## What needs to be done:
Please return each line in the rows below that contains the word "table".

(Point labeling examples)
begin

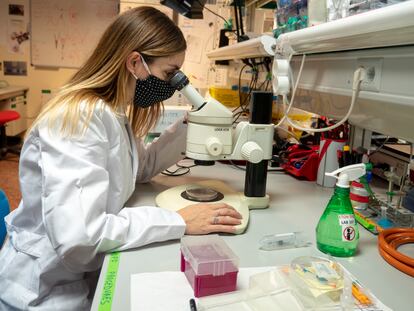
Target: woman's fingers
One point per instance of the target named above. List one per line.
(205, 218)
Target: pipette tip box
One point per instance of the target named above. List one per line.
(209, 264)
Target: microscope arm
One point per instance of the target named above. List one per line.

end
begin

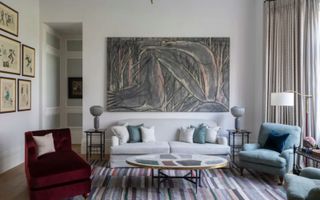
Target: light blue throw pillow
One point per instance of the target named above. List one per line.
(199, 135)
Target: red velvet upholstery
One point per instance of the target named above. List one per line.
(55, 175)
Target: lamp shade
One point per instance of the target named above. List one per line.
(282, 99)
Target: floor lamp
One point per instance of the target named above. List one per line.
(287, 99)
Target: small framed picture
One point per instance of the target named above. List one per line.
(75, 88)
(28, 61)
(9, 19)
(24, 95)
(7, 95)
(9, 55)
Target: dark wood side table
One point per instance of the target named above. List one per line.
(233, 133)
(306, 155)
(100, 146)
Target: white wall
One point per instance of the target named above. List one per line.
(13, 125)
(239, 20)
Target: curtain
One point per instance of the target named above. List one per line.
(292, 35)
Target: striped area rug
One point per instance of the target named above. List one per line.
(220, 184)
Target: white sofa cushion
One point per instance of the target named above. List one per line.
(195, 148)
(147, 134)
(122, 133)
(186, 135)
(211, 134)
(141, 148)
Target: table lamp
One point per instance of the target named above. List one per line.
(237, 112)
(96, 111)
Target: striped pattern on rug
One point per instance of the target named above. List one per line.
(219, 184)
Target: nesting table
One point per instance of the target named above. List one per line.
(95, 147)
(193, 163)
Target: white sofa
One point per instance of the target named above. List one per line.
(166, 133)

end

## The output:
Target: dark wood side table
Target: table lamp
Target: nesting table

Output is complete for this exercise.